→ **List of tasks**:
1. According to the Donald Horne biography, in what year was The Lucky Country published?
2. Extend the Donald Horne biography, picking up after its final sentence.

---- Document passage

Donald Richmond Horne  (26 December 1921 – 8 September 2005) was an Australian journalist, writer, social critic, and academic who became one of Australia's best known public intellectuals, from the 1960s until his death.

Horne was a prolific author who published four novels and more than twenty volumes of history, memoir and political and cultural analysis. He also edited The Bulletin, The Observer and Quadrant. His best known work was The Lucky Country (1964), an evaluation of Australian society that questioned many traditional attitudes: "Australia is a lucky country, run by second-rate people who share its luck."

Background and early years

Donald Horne's early life was recounted in the first volume of his memoirs The Education of Young Donald (1967). He was born in Kogarah, New South Wales and raised in Muswellbrook (where his father was a teacher at the local school) and Sydney. He enrolled in a Bachelor of Arts at the University of Sydney in 1939, but his studies were interrupted by war service. He later attended Canberra University College at the Australian National University, to train as a diplomat. He moved back to Sydney in 1945 without completing his studies. Instead, he wrote for the Daily Telegraph and other Packer  media. Despite never completing an undergraduate degree, in 1973 he was offered a research fellowship in Political Science with the Faculty of Arts by the University of New South Wales. He held several academic positions there for the next fifteen years.

Career
Horne began his career in journalism and worked for a number of Frank Packer's publications, first as a journalist for The Telegraph, then editor of the magazine Weekend, and later the fortnightly intellectual periodical The Observer (1958–61). As editor of the flagship magazine The Bulletin (1961–62 and 1967–72), he removed the magazine's long standing motto "Australia for the White Man".  He was co-editor of Quadrant magazine (1964–66).

Appointed as a Senior Research Fellow at the University of New South Wales in 1973, Horne was promoted as a professor of political science in 1984, a member of the University Council between 1983–1986 and Chairman of the Faculty of Arts between 1982 and 1986, retiring as emeritus professor. Between 1992 and 1995, Horne served as Chancellor of the University of Canberra.

--------
---- Dataset content

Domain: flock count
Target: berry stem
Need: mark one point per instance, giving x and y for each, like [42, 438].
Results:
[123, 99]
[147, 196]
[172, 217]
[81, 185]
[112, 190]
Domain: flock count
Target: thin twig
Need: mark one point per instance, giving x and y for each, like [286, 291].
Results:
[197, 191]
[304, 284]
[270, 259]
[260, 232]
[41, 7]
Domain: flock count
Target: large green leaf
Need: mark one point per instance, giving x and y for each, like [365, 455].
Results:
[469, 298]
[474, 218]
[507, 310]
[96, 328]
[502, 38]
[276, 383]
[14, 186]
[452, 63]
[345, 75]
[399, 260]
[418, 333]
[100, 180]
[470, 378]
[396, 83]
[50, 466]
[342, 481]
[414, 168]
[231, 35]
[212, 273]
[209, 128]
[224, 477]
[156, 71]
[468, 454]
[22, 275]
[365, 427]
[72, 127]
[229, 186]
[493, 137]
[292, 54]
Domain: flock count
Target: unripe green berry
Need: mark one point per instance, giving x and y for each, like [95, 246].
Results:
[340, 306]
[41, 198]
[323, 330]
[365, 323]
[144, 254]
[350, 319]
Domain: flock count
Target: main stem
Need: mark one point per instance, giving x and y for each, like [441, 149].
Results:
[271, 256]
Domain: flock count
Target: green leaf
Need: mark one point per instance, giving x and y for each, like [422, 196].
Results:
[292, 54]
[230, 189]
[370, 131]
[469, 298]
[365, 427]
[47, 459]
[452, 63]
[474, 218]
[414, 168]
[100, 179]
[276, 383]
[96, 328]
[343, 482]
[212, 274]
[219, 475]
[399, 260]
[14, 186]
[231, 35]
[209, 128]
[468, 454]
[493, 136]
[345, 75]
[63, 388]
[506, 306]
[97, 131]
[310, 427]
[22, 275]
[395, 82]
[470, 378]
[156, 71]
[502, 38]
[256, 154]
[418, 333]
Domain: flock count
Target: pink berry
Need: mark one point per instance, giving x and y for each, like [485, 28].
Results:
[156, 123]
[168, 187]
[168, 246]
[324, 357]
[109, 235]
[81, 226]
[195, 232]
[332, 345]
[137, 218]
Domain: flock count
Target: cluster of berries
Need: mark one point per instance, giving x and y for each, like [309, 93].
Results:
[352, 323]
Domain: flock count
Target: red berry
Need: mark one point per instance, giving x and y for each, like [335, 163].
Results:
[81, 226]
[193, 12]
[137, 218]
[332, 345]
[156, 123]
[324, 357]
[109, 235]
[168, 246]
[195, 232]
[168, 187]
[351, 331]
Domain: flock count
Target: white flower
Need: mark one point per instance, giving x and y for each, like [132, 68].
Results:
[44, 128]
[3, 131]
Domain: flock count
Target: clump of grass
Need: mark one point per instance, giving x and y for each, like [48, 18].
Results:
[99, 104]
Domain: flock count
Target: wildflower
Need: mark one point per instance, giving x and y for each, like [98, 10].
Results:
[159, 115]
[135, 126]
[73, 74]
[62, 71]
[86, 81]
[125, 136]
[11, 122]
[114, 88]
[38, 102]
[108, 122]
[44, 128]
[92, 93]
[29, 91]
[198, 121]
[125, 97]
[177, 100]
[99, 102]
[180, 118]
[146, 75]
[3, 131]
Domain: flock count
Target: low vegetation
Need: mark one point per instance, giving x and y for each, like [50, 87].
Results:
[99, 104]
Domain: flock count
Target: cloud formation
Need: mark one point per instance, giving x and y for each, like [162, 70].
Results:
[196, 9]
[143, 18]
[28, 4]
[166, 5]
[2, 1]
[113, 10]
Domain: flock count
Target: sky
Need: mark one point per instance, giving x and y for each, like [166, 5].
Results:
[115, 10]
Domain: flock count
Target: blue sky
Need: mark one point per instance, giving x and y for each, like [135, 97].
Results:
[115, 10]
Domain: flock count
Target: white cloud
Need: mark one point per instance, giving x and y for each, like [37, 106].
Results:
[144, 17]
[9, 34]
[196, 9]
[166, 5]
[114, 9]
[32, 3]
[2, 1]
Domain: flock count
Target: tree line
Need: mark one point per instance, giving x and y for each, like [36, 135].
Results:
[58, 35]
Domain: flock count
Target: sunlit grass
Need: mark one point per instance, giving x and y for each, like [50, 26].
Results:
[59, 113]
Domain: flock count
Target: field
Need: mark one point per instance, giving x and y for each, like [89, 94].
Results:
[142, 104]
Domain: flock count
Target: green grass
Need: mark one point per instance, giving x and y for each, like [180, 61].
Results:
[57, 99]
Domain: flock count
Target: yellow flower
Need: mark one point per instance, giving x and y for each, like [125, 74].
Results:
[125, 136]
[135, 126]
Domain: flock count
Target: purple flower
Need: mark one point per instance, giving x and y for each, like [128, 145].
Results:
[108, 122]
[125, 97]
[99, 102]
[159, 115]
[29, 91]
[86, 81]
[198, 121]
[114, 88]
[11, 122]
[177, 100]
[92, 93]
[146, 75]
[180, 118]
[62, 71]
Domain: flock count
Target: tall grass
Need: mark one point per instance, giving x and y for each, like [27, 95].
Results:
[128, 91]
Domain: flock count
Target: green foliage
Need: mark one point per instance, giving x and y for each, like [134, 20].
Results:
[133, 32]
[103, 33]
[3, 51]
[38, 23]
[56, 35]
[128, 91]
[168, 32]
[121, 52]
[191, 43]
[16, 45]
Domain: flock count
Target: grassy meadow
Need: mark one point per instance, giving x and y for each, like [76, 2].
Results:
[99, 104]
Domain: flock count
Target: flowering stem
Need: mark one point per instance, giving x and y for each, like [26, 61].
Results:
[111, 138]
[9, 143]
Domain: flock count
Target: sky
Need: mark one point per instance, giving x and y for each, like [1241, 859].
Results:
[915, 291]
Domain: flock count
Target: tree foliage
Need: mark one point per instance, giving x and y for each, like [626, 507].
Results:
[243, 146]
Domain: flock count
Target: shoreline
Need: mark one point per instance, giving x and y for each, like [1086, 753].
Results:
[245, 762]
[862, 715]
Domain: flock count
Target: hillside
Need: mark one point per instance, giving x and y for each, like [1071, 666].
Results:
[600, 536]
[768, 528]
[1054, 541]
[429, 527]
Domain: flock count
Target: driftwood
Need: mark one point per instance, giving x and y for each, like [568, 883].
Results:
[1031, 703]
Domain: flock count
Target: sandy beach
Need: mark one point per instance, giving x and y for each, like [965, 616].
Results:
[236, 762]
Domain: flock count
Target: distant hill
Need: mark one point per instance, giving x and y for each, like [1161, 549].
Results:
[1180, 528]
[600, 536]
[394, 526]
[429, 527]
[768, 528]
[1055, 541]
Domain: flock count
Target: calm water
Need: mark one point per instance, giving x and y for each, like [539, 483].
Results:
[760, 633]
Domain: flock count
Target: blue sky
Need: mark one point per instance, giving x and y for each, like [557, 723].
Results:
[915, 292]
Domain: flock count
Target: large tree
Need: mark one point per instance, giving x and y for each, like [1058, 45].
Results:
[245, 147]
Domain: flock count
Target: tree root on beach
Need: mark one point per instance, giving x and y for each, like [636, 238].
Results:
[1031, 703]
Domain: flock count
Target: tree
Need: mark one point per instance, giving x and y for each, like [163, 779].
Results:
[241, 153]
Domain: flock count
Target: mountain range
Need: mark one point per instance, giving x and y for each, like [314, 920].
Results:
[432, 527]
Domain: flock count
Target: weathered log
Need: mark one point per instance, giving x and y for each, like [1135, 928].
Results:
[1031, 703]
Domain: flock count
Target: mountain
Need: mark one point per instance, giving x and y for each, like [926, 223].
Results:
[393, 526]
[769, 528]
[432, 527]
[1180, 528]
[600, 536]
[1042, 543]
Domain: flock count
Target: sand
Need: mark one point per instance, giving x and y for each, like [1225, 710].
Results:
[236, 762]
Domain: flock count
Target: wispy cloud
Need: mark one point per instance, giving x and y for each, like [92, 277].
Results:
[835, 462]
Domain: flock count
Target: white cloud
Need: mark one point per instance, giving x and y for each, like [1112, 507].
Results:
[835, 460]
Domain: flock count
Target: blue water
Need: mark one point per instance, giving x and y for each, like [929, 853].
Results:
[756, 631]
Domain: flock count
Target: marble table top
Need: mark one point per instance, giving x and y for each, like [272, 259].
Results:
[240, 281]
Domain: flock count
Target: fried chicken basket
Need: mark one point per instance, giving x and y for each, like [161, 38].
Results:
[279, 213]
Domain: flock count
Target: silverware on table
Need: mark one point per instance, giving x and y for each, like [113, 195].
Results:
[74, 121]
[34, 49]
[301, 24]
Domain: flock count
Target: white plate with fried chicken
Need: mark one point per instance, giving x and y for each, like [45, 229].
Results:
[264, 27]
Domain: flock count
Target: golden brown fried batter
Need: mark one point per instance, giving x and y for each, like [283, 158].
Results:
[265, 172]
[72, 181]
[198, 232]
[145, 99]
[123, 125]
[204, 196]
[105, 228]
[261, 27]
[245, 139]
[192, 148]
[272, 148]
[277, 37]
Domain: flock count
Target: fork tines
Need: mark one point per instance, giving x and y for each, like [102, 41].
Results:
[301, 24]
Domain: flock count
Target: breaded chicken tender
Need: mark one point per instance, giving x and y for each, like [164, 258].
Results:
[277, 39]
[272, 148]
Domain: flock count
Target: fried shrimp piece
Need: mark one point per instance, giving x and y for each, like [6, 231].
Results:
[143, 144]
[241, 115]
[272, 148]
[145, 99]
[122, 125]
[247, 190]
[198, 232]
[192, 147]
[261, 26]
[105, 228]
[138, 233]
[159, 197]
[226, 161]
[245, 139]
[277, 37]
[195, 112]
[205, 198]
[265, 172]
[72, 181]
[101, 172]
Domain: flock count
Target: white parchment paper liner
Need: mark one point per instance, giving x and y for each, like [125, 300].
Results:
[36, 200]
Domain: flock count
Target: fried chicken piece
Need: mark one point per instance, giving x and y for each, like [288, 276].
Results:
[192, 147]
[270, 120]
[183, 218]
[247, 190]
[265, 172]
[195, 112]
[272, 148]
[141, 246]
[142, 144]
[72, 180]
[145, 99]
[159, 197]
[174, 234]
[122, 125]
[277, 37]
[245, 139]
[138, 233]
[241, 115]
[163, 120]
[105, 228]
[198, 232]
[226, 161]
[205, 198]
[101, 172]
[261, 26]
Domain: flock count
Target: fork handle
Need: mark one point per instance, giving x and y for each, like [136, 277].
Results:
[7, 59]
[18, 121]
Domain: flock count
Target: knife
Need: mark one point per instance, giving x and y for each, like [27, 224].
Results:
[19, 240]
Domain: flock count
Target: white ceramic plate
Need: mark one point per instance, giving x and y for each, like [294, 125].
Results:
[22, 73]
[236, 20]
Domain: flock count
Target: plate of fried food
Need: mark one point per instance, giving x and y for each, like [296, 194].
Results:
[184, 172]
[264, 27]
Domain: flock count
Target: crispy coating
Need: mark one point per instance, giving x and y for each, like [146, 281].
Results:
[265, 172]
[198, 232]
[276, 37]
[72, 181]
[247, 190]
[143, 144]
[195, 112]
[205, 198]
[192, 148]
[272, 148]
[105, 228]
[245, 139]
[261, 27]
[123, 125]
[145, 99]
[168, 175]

--------

→ **Final results**:
1. 1964

2.
He also worked on writing, arts and citizenship boards and was an executive member of the Australian Constitutional Commission. He was Chairman of the Australia Council from 1985-1990.

Despite initial conservative views, he was unorthodox and independent-minded, without a consistent political allegiance.  He was, however, known through much of his public career for his republicanism, a more independent national self-image, his advocacy for the importance of the arts, and a raising in standards of public debate.

He was still giving media interviews up to the last year of his life, when he died as a result of pulmonary fibrosis after a long illness. His wife and editor, Myfanwy Horne (the daughter of journalist Ross Gollan), later completed his part-written manuscript, published as Dying: a memoir in 2007.

Honours and legacy
In 1982, Professor Horne was appointed an Officer of the Order of Australia for service to literature; and in 2001 was presented with the Centenary Medal for service to the Centenary of Federation celebrations in New South Wales.

He was named as one of Australia's Living National Treasures in 1997, the year of the list's inauguration, by the National Trust. 

Horne was conferred with degrees honoris causa by a number of Australian academic institutions, including Griffith University (Doctor of the University), University of New South Wales (Doctor of Letters), University of Canberra (Doctor of the University), the Australian Academy of the Humanities (Fellow), and the University of Sydney (Honorary Doctorate: 2005).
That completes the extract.